*** Listed entries
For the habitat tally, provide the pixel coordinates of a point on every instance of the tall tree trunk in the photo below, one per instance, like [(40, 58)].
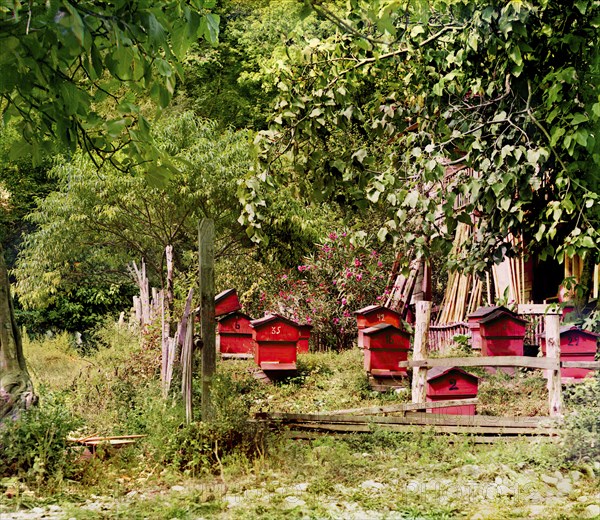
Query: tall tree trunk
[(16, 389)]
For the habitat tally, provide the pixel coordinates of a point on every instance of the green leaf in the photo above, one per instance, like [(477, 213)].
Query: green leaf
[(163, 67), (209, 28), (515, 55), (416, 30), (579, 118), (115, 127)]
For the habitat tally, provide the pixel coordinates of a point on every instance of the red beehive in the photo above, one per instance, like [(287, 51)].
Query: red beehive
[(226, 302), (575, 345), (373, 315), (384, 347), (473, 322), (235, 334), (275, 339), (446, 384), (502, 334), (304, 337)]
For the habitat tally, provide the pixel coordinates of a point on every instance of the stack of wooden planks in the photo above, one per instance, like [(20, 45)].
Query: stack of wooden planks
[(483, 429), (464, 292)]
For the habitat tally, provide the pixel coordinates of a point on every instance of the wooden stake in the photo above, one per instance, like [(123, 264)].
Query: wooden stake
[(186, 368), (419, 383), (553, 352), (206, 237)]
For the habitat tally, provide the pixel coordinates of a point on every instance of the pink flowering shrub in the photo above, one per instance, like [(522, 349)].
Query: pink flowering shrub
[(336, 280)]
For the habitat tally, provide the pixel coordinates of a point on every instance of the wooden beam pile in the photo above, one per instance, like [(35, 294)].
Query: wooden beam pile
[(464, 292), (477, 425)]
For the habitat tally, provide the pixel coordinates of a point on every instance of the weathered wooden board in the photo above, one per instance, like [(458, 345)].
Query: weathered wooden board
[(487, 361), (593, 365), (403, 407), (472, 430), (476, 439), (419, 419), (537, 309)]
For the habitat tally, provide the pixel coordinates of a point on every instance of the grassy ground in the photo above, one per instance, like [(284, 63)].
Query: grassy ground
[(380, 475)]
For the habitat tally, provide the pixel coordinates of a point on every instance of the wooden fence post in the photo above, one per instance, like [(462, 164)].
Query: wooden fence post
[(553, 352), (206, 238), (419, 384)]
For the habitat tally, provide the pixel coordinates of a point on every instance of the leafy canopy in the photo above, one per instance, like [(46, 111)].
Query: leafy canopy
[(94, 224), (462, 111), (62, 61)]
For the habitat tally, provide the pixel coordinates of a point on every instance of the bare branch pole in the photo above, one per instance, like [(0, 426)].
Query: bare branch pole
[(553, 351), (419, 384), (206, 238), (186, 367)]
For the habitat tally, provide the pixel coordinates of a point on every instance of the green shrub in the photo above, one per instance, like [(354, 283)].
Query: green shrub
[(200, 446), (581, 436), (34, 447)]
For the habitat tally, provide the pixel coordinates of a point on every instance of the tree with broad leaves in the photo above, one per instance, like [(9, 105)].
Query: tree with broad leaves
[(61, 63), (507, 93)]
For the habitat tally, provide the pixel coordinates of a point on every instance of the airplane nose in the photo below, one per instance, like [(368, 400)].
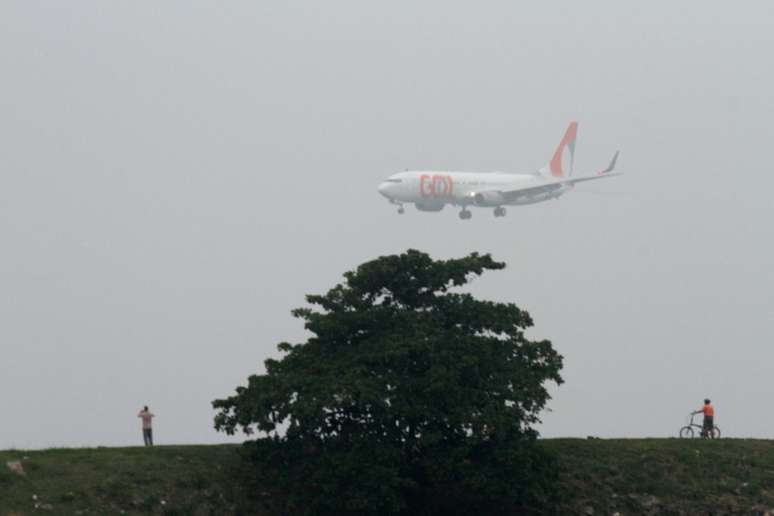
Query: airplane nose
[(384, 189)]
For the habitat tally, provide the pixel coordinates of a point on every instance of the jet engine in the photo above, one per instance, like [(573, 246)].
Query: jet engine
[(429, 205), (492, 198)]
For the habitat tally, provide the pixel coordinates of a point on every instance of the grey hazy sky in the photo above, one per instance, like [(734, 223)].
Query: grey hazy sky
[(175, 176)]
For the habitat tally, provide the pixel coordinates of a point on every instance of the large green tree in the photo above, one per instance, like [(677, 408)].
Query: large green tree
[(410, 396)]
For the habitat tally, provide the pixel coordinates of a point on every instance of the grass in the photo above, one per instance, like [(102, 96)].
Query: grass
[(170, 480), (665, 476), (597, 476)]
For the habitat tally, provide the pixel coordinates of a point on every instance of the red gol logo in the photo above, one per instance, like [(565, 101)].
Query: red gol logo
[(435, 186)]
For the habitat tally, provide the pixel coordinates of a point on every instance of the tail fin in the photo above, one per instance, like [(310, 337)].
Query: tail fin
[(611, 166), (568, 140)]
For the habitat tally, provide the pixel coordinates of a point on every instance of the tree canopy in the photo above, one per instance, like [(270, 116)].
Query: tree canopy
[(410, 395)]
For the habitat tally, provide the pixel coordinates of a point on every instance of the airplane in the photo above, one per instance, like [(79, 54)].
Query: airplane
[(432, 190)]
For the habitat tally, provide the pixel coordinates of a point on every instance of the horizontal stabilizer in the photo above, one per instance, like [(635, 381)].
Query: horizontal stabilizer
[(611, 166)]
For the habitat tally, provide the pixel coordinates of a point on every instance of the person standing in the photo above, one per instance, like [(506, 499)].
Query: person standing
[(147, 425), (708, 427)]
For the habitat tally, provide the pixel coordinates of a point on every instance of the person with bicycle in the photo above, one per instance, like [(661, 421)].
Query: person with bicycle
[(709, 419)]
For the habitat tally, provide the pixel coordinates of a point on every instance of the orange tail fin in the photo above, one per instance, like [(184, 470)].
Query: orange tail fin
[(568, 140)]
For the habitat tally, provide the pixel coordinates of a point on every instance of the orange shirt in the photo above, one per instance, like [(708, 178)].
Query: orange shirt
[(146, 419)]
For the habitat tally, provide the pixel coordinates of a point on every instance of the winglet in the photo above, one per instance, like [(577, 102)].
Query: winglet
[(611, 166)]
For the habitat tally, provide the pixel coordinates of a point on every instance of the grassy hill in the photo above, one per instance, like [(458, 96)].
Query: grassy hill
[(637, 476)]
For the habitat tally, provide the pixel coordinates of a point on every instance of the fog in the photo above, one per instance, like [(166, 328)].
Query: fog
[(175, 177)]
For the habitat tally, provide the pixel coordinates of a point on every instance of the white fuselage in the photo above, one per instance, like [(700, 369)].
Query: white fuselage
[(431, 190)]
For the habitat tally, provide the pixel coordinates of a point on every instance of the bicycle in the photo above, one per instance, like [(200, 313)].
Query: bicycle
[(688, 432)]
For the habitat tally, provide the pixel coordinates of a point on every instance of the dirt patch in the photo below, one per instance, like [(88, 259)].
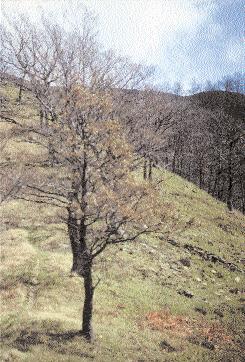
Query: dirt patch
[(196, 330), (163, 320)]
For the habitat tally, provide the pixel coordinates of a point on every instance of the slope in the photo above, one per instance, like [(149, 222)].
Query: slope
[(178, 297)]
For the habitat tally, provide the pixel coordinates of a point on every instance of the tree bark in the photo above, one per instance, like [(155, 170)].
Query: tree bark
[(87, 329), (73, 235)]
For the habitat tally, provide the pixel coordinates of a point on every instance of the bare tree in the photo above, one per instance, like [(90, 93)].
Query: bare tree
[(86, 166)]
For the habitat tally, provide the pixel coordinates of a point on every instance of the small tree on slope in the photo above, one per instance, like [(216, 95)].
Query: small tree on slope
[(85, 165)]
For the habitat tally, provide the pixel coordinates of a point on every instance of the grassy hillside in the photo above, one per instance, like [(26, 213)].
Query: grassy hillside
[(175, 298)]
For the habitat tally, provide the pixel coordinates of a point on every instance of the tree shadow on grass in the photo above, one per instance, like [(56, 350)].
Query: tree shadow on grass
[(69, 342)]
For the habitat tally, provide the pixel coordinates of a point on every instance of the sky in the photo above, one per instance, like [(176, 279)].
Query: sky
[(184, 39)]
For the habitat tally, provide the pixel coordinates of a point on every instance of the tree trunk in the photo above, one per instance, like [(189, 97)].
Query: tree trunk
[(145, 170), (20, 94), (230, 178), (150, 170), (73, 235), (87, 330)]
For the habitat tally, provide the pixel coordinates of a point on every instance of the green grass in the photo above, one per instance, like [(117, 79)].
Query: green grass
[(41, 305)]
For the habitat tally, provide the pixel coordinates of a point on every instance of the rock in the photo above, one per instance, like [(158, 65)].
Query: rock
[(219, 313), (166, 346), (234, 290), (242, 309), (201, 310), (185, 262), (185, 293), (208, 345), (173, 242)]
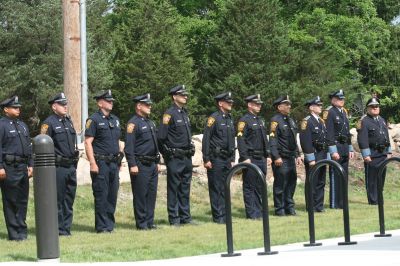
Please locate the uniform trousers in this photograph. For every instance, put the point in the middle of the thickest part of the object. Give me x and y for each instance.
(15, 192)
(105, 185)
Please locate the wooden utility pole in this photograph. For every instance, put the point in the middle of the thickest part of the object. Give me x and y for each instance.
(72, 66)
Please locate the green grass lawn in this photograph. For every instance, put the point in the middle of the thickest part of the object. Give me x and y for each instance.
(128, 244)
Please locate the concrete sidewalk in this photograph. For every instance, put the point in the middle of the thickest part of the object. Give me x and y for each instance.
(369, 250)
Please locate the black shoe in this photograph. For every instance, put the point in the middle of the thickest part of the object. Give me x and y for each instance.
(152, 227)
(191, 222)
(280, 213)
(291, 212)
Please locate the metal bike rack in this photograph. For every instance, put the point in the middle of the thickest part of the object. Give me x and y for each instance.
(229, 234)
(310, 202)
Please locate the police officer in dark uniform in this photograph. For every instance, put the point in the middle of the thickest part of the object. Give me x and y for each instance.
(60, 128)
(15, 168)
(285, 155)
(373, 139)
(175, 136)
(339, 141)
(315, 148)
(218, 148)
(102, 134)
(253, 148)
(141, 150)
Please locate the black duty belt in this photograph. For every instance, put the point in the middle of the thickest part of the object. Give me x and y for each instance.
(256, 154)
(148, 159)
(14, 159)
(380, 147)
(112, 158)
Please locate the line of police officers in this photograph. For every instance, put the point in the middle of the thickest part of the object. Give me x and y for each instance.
******
• [Exercise brief]
Rewrite the records from the line containing "like [(310, 337)]." through the line containing "[(432, 190)]", switching "photo" to "image" and leaving everything else unchanged.

• [Reply]
For the habitat tally, provide the pixel coordinates of a point on every instance of the tail fin in the image above, one per instance, like [(310, 337)].
Query: tail fin
[(611, 166), (568, 140)]
For the habitat tally, provide the pixel coordinates of a point on every instance of the tree canopy in the image above, one per instance, like [(270, 116)].
Query: tree canopy
[(410, 395)]
For the habitat tally, provide the pixel coordinates of a point on every instance of the airplane in the image above, one per instance, like [(79, 54)].
Query: airplane
[(432, 190)]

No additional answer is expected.